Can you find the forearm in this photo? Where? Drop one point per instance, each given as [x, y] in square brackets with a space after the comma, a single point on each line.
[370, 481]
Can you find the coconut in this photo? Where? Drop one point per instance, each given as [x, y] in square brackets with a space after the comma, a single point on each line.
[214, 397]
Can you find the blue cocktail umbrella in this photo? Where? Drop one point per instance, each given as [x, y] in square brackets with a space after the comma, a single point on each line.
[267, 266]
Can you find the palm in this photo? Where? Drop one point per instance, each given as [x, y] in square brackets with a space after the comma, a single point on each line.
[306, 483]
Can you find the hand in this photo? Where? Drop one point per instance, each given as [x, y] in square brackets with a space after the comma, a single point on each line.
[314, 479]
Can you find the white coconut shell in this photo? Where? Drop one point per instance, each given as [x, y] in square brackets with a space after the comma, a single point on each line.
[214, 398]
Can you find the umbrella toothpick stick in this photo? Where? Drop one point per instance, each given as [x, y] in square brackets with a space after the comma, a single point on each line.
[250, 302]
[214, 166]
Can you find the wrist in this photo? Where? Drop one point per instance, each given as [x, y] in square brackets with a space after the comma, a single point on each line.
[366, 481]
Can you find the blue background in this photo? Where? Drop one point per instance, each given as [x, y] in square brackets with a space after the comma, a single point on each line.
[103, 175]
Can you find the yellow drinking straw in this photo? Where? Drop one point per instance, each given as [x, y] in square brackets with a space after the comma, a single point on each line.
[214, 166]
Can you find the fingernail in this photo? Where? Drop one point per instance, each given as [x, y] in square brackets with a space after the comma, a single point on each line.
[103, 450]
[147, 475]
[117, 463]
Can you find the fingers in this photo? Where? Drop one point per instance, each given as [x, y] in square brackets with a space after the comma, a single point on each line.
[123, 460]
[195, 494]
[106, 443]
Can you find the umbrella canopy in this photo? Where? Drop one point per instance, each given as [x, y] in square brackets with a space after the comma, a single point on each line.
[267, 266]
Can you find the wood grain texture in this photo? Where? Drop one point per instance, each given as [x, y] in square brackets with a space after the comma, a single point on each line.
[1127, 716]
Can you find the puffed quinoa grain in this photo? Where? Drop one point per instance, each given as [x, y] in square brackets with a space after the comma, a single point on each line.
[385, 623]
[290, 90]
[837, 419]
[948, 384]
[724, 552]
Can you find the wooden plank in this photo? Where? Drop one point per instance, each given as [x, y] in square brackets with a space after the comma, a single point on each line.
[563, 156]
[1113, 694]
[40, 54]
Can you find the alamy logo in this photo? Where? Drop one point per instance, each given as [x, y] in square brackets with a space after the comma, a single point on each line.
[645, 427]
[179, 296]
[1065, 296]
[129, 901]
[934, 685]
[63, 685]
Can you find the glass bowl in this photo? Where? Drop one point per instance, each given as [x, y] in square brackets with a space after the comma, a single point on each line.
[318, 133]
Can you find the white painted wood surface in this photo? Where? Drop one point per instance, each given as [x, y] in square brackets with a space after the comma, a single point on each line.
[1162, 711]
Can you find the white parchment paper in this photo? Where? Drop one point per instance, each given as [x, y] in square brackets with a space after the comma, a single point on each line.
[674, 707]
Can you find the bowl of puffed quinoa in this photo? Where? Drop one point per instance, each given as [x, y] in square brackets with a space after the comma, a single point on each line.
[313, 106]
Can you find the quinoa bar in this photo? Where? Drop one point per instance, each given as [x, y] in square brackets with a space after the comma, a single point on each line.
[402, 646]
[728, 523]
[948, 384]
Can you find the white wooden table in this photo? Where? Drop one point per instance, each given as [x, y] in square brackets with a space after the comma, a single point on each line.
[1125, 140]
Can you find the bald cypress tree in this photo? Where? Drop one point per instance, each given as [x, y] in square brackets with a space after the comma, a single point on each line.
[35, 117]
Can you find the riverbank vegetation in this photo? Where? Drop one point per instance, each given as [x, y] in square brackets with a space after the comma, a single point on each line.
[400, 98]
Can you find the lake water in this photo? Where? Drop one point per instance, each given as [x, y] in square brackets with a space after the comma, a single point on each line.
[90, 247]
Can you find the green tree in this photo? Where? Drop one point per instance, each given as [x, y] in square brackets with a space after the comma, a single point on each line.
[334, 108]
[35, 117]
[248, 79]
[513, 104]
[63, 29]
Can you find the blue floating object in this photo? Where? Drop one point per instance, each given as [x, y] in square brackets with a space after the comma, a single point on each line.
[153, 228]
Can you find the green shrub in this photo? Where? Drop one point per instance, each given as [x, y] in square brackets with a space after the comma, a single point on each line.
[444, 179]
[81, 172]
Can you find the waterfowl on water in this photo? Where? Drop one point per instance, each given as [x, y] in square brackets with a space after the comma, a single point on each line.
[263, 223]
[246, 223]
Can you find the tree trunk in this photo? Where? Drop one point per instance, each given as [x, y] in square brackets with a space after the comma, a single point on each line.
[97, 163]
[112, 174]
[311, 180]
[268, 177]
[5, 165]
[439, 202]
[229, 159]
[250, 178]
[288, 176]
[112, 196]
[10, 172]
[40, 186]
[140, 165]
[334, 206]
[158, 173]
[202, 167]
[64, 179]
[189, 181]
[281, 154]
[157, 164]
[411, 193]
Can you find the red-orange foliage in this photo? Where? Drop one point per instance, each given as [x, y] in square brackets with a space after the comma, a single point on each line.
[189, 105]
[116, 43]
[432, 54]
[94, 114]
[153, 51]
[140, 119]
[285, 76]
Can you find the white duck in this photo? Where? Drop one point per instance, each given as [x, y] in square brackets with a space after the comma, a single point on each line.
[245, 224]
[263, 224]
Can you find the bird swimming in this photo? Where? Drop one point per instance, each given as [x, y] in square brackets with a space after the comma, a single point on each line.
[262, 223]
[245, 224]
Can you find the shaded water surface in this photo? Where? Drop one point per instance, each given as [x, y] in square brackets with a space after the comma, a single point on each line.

:::::

**EXERCISE OBJECTIVE**
Update every one of the entries above so that "Drop" becomes "Mark", keeping all other text the same.

**THE REPLY**
Can you find the forearm in this photo? Where? Mark one point per instance, each given as [x, y] in square brackets with a space after the comma, a single point on each line.
[370, 481]
Can you find the coconut in this photo? Where? Mark one point per instance, each given as [x, y] in square brackets with a space after the comma, a single point on each line.
[214, 397]
Can you find the blue cocktail umbrella in this photo? Where? Mark one point per instance, each given as [x, y] in square brackets with a space after the comma, a single point on each line.
[267, 266]
Can you find the palm in this photo? Where? Mark one point per instance, each given as [x, y] in square brackets with a space after the comma, a single point on each line.
[306, 483]
Can you find the hand in this photo? Where? Mark one point per instance, each given as [x, y] in square brackets with a space after the comma, a single point on each line.
[314, 479]
Can you find the white coconut shell in this photo? Where? Mark one point per instance, each given as [x, y] in square brackets with a space after the comma, a single point on each line.
[214, 398]
Can you find the umbrella toothpick stick in this photo? Where? Mark one point per instance, each given as [x, y] in square brackets with a space after the comma, a single point on each line.
[250, 302]
[214, 166]
Can you find the wrist in this photo? Where? Mark one point per instance, each given as [x, y] in square brackets with a space after the comma, a single point on each line.
[366, 481]
Can you find the blue background in this photo? Where? Mark one point per instance, each given as [x, y] in square brackets with a space after the comma, a single point on each line.
[103, 175]
Can you find the yellow drinking straw in this photo? Where? Mark one point per instance, each given as [x, y] in square brackets with a space after the comma, a single point on each line.
[214, 166]
Can you find the fingernail in this photo? Where? Mark one point per instance, each given as [x, y] in square brackets with a space after the comma, a single point on each line.
[103, 450]
[147, 475]
[117, 463]
Can you find the fingers in this photo? Where? Mark one point per instance, each given as [x, y] in square brackets with a space after the comma, a single point on each line.
[123, 460]
[195, 494]
[106, 443]
Can you find the umbrella canopy in this photo? Where? Mark one point per instance, each given as [x, y] in square brackets with a space after the comma, a single point on each line.
[267, 266]
Can you find the wood grain texture in this photo? Where? Mark one point per instance, each given as [x, y] in square brackets with a space after the comma, a single point on each line.
[1127, 716]
Can you find the puffed quinoa grain in this photo? Where? Mark one point per instance, each given as [x, y] in square brackets with a space after the comma, a single point on each line.
[385, 623]
[290, 90]
[837, 419]
[948, 384]
[724, 552]
Can you find the wooden plank in this photo? Where? Mark one point per instance, each given as [x, y] in square brackets with a space after the comma, a single point on each line.
[563, 156]
[1113, 694]
[40, 54]
Can you find the alamy logo in this photo? Where? Mark one point per instance, each given as [x, y] in square brackets with a space after the comma, a single point on each line.
[645, 427]
[179, 296]
[1065, 296]
[129, 901]
[934, 685]
[63, 685]
Can you find the glass bowl in this photo? Where? Mark one point per instance, each given as [x, y] in square brackets with a space after the comma, a single point on each line.
[318, 133]
Can you find the white painted wood surface in this photo? Where? Mark one point per instance, each given as [x, y] in square brackets with a space after the comma, a single point on each line.
[1162, 711]
Can you find the white parchment paper in this photo? Where? Mark one point per instance, each given as [x, y] in square brackets with a space after the comma, a single point on each line.
[674, 707]
Can you find the bowl of puffed quinoa in this photo? Where? Mark one point per instance, each given as [x, y] in square brackets with a space after the comma, a single point on each line.
[313, 106]
Can you find the quinoa bar in this photo? Where? Mark one point per instance, each given as [x, y] in square brackets with a space after the comma, a single point on each line.
[402, 646]
[728, 523]
[948, 384]
Can you find the white wooden table in this photo? Where? Mark one point per instance, each given as [x, y] in square brackets with a space after the comma, a single point on each line.
[1125, 140]
Can you find the bald cypress tree in this photo? Where? Mark one point per instance, each given as [x, y] in square brackets with a space after the comma, a single point on each line.
[35, 117]
Can you find the riverbank vegetation in this photo? Where? Mark one point per instance, each given as [x, y] in square brackets with a space after the comma, a single point on each line.
[400, 98]
Can you find the lake water in this photo? Where? Mark one point per instance, each given as [x, y] in square brackets with a space after the comma, a single point on each line.
[90, 247]
Can you find the green tree in this photo? Where? Mark one point per instance, each given as [x, y] in square brackets with a space after the comma, a single point on each line.
[334, 108]
[35, 117]
[248, 79]
[513, 104]
[63, 29]
Can you find the blue floating object in this photo? Where? Mark one point per instance, each given as [x, y] in square brackets with a space after the comma, a single point on each line.
[153, 228]
Can you find the green shrub in this photo? Where? Mark one point per instance, each given as [x, y] in square brackets with a space after the comma, a single point on each line.
[444, 179]
[81, 172]
Can you find the waterfowl on water in this photo? Where? Mark one point per instance, each given as [x, y] in square brackets with a space after the comma, a single point on each line.
[263, 223]
[246, 223]
Can you find the tree trunk in this photo? Where? Mark one point per instance, each given as [x, y] in square brackets with a space after the comma, a single point on each line.
[97, 163]
[112, 174]
[311, 180]
[268, 177]
[5, 165]
[439, 202]
[229, 159]
[250, 178]
[288, 176]
[112, 196]
[10, 172]
[40, 186]
[140, 165]
[334, 206]
[158, 173]
[202, 167]
[64, 179]
[189, 181]
[281, 154]
[157, 164]
[411, 193]
Can you find the red-orange foliage in this photo? Where? Mark one point per instance, each given as [x, y] in square brackets with a space after the comma, a single point on each line.
[189, 105]
[116, 43]
[432, 54]
[94, 114]
[153, 51]
[140, 119]
[285, 76]
Can you find the white duck in this photo? Where? Mark one point per instance, each given as [x, y] in square brackets with a space after the comma, a single point on each line.
[245, 224]
[263, 224]
Can you find the bird swimming in this photo? Where? Mark one point per instance, each given as [x, y] in square brackets with a space after the comma, a single point on each line.
[262, 223]
[245, 224]
Can you find the shaded water surface in this photo? Where? Mark one point per instance, each given as [x, y] in square brackets with a space after the comma, a single point on each line.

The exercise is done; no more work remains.